Executive Editor Ron Steinman has been watching the Scooter Libby trial on TV and has come to the conclusion that "as I watched witness after witness fumble to find his or her memory, I came to the conclusion that news organizations should start treating the land inside the Beltway as a foreign country."
In his Letter From New Orleans, our correspondent Jim Gabour explains how one plaintive voice returning to the city can warm the hearts of people who desperately need some cheer, in his story of "The Vegetable Man."
In our Camera Corner, Chick Harrity reviews the new Nikon D80 and asks if it has the "right stuff" to make the professional grade, while Mark Loundy worries about the ability of newspaper photographers to survive the new economics of publishing in his Common Cents column.
This month E-Bits editor Beverly Spicer takes on the phrasing in photo contracts that covers every possibility and "things not yet invented." Suggesting the importance of adaptability, she includes three photo galleries that definitely show thinking outside the box.

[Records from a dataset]
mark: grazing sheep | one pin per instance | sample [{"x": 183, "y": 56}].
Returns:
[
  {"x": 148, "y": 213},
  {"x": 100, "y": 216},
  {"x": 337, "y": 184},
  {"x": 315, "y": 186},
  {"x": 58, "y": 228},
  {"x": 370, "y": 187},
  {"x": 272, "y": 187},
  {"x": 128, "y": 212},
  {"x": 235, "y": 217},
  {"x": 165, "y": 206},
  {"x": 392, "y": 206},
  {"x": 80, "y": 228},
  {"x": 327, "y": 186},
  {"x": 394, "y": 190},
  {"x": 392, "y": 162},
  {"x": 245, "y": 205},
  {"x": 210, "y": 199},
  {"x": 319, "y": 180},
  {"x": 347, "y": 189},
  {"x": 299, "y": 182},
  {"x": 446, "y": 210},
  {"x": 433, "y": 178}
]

* * *

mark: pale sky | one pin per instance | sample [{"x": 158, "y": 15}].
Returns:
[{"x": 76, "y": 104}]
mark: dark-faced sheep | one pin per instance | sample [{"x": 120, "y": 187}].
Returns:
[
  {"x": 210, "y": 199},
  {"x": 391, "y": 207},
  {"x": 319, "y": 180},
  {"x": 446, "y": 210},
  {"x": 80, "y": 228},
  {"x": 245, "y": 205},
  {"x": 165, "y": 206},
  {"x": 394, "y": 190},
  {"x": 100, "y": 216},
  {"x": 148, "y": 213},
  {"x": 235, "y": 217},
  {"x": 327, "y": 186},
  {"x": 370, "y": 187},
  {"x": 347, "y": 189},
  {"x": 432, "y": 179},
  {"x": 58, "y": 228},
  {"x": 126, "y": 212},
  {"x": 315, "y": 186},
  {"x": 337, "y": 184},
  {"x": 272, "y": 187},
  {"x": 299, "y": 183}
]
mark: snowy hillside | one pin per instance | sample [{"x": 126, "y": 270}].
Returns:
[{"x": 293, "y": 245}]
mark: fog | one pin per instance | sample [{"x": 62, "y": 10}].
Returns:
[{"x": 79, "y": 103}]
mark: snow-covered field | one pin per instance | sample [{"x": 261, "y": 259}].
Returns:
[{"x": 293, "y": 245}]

What you will do →
1. Answer these questions about the magazine issue text:
(a) Which camera does Chick Harrity review?
(b) What is the title of Jim Gabour's story?
(c) How many photo galleries does Beverly Spicer include?
2. Take the magazine issue text further, picking up after its last sentence.
The listing has no connection to the magazine issue text.

Responses in order →
1.
(a) The Nikon D80.
(b) "The Vegetable Man."
(c) Three.

2.
Assignment Sheet offers two journals this month. The first is from Joyce Lin, a young and unfettered photographer who is interning at The Press-Register in Mobile, Ala. Joyce relates her adventures after graduating from UCLA last June and I emphasize the word "adventures." Her journal is titled "Unbound." Dick Kraus continues his "Through a Lens Dimly" series with a timely remembrance of "Stormy Weather."
Our columnist Jim Colburn be spending the next three months working on a low budget documentary about the French presidential elections. He will be publishing a journal of his travels and travails in France. If you're interested in stopping by for a look, the Web address is: http://jamescolburn.typepad.com/democracy_in_france_a_doc/.
As usual, our regular columnists, Bill Pierce, Terry Heaton and Chuck Westfall, offer columns well worth reading.
We hope you enjoy this issue.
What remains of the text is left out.